Entries supplied:
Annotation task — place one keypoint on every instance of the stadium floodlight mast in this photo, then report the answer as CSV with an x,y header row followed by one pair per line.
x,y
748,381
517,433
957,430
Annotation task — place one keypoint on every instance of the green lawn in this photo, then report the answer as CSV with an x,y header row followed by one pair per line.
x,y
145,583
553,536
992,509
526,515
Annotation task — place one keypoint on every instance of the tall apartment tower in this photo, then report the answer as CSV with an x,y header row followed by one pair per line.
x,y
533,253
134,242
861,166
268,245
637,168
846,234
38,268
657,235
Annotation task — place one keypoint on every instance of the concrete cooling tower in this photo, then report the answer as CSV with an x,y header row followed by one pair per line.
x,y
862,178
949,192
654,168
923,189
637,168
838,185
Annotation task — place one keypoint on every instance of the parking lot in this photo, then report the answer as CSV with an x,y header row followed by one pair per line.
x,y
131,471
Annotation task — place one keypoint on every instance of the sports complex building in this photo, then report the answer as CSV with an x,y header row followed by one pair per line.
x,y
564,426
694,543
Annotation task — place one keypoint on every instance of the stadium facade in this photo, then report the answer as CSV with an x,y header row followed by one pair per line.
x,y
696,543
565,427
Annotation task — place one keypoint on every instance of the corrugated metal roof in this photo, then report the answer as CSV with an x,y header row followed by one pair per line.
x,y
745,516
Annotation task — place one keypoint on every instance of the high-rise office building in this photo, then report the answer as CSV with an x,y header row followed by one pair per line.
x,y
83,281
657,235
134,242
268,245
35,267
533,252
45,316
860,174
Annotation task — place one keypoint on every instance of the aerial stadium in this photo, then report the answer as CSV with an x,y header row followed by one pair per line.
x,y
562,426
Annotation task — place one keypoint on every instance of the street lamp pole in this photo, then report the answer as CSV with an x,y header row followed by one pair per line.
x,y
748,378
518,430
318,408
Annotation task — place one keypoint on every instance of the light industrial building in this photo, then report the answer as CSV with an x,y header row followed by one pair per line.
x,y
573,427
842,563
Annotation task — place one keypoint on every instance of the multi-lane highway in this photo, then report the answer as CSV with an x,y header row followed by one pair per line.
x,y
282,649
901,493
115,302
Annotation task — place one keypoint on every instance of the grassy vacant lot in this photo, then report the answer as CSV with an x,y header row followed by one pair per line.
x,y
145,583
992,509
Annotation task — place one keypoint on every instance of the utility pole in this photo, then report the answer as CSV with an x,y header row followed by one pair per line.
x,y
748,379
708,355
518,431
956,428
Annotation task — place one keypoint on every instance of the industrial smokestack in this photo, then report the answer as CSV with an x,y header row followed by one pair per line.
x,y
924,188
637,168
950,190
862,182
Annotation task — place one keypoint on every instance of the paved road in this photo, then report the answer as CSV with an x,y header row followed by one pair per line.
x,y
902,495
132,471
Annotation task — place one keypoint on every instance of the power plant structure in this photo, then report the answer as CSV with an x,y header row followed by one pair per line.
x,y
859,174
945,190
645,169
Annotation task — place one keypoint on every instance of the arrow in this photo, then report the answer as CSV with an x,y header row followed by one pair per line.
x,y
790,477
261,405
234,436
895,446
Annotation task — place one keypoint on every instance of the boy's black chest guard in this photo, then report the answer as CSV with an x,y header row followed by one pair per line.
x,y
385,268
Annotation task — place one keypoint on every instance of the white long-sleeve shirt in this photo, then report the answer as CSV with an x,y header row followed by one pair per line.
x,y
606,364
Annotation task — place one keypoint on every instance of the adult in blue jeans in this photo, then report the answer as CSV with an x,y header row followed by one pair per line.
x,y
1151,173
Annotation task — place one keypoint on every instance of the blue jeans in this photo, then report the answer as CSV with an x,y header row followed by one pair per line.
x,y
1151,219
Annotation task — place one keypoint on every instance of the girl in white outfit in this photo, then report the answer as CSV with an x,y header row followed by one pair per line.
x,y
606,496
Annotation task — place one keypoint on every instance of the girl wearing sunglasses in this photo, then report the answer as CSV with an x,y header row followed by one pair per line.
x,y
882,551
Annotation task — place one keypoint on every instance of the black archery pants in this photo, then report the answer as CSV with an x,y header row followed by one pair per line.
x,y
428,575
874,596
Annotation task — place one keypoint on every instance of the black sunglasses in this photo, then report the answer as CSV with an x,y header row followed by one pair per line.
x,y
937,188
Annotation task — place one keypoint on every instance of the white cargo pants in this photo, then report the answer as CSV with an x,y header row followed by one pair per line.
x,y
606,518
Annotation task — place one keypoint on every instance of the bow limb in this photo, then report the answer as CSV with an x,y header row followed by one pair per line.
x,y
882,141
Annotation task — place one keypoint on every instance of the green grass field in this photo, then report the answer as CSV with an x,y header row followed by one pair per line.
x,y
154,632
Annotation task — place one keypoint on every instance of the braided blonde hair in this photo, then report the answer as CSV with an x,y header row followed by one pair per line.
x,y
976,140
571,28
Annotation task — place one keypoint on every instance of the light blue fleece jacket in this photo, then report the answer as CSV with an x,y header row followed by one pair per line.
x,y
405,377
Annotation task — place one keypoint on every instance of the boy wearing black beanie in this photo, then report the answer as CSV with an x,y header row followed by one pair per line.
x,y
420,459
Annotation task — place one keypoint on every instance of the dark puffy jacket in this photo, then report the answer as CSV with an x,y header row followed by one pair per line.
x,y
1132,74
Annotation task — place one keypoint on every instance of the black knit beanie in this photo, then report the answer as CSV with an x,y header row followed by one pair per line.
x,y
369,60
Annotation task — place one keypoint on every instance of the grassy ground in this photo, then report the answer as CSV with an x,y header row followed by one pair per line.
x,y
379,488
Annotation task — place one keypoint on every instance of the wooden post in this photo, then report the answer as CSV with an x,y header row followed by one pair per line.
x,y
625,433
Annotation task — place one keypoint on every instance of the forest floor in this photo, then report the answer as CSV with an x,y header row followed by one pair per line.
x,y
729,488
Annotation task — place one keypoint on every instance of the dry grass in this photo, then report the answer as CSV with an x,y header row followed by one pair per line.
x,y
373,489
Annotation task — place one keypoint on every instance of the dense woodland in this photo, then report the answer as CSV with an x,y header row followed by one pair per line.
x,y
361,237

Problem requirements: Once more, set down the full listing, verbatim.

Complete response:
Annotation task — place one keypoint on every instance of the stadium floodlight mast in this photo, then report the answer as CSV with an x,y header row followed by one pair per line.
x,y
748,381
517,433
957,430
Annotation task — place one keypoint on every instance of the green lawn in this photo, then report the answer as CSV with an x,y header row followed by one pair per line.
x,y
145,583
553,536
992,509
526,515
Annotation task — place one keypoint on every instance of the tall apartment tower in this photo, then report the answer as CSV with an x,y header row followed by one pair per line.
x,y
533,253
134,242
861,166
268,245
637,168
846,234
38,268
657,235
Annotation task — place one keypoint on every instance of the concrete cooling tower in this photo, then report the answer as CSV with an x,y header row followed by one pair per line.
x,y
862,178
949,192
654,168
923,189
637,168
838,185
Annotation task — place one keypoint on every instance of the parking lot in this photo, then report the answer as CSV with an x,y header row followed by one pair per line.
x,y
131,471
Annotation task — place one keypoint on every instance of the sports complex building in this photo, then report the answer as CSV with an x,y header row followed by one pair per line.
x,y
564,426
694,543
Annotation task — place one keypoint on every instance of the stadium facade in this photo, then report the answer as CSV with an x,y header row followed by one pair per line.
x,y
696,543
565,427
Annotation task — place one keypoint on every instance of the corrugated metal roof in this photo, then report the answer as CSV with an x,y header row followed by one pair per line.
x,y
745,516
Annotation task — place one keypoint on every instance of the high-rise office building in this photo, then report the answer as CSV with an x,y header row followed by one pair per line.
x,y
83,281
657,235
134,242
268,245
35,267
533,252
45,316
860,174
Annotation task — place one keypoint on every instance of the aerial stadium in this photo, then report the answer as CSV with an x,y header row followed by one pair per line.
x,y
562,426
Annotation task — place one keypoint on every instance of the street lamp pole in this photo, then report the answer as CSV with an x,y header row followed by one pair per line.
x,y
748,378
518,430
318,408
Annotation task — place one keypoint on every instance of the light industrial building in this photo, then report the answer as CSV with an x,y header row followed by one pair per line.
x,y
573,427
842,563
Annotation task — place one keypoint on every instance of the multi-lane highway in this photo, then report the answer as CSV with an x,y header row followed by one pair per line.
x,y
282,649
901,493
115,302
Annotation task — place one keypoint on every instance of the grassy vacant lot in this photo, then report the answer as CSV with an x,y header row followed by one pair per line.
x,y
145,583
992,509
Annotation task — place one keypoint on every instance of the utility pole in this photo, then report the answer as CSV with an x,y header row followed by one pair per line.
x,y
748,379
708,355
518,431
956,428
Annotation task — place one keypoint on every instance of the industrial smokestack in this photo, then report the answer as CSV with an x,y header row followed by one pair per line.
x,y
924,188
637,168
950,190
862,182
Annotation task — place one keypoint on every instance of the paved road in this photo, then report the answer as CSV with an x,y header row followed by one pair per line.
x,y
902,495
132,471
Annotation task — place one keypoint on every instance of the power plant structure in this photo, then report the answer as CSV with an x,y header row followed by one pair per line.
x,y
859,174
945,190
645,169
Annotation task — place one keypoint on every instance of the arrow in this photo, then report the answer as CSV with an x,y header row followed by one pair per line.
x,y
790,477
261,405
234,436
895,446
Annotation task — place one keypoint on every instance of the boy's black chest guard in this photo, then report the answer as CSV with an x,y header row followed by one pair per line.
x,y
385,268
Annotation task — place one keypoint on every instance of the white long-sleeve shirt in this photo, then report the answer as CSV with an x,y header row followed by one pair per line.
x,y
606,364
Annotation task — place one keypoint on every instance of the adult in blue jeans in this photo, then report the answer as CSV with an x,y header row followed by one pair per line.
x,y
1151,173
Annotation task — place one keypoint on every instance of the blue jeans in this photo, then report the answer as CSV with an x,y header row followed by one pair per line.
x,y
1151,219
Annotation task — place one keypoint on every instance of the girl in white outfit in this photo, then report the answer as CSV with an x,y header row followed by one pair per line.
x,y
606,496
Annotation task — place one keypoint on every instance of the girl wearing sunglasses in this photo, then report the answer as CSV with an x,y header row followed by one pair per line.
x,y
882,551
Annotation task — place one keypoint on every instance of the black archery pants in this photo, then report the answer as CSV with an x,y header row followed by one pair per line.
x,y
428,575
874,596
Annotation task — place one keypoint on every instance of the black sunglasses in this photo, then report the answer as CSV with an x,y header row followed by one pair per line.
x,y
937,188
Annotation task — place one keypoint on every instance of the white cargo pants in this photo, then report the answer as CSV with an x,y header row followed by one pair per line.
x,y
606,518
Annotation task — place one keypoint on every instance of the bow limb in this photo, then report the answer as CSV with an x,y header row followed by one pair per line.
x,y
882,141
Annotation task — place one keypoint on every instance of the green grass field in this photo, then report the answer as CSV with an x,y header row followed by one pair per line.
x,y
154,632
Annotation task — place one keypoint on every instance of the braided blonde hair in this photo, then report the answer as CSV with an x,y header row followed by one pair per line.
x,y
976,140
571,28
Annotation task — place one keypoint on every instance of the light blue fleece jacket in this photo, then report the answer as CSV with an x,y header row followed by one pair per line.
x,y
405,377
Annotation task — place one keypoint on every instance of the boy wearing black beanie in this photo, then report the answer as CSV with an x,y header row followed by one pair per line.
x,y
420,459
Annotation task — place one keypoint on every instance of the dark puffy jacket in this photo, then report the answer as CSV with an x,y header row followed by one pair per line.
x,y
1132,74
Annotation task — place one keypoint on every instance of the black knit beanie in this photo, then report the answer as CSV with an x,y header row followed by one pair per line.
x,y
369,60
Annotation task — place one keypoint on every instance of the grassy ground in this photo, then report the answer as CSV with an x,y header row followed by one pair per line.
x,y
379,488
Annotation task — place one keypoint on every instance of the wooden post in this photo, then report the answer as CSV with an x,y header row followed by one pair per line.
x,y
625,433
Annotation task — place one keypoint on every instance of the forest floor in this photo, then report the answer as CSV with an x,y header row followed by one pair per line.
x,y
729,488
Annotation task — place one keypoint on every instance of the dry grass in this photo, then report the answer as CSV with an x,y header row followed by one pair per line.
x,y
373,489
Annotation task — place one keypoint on every instance of the dense woodland in this photo, then report the answer as CSV with an x,y header row followed by one pair per line.
x,y
361,237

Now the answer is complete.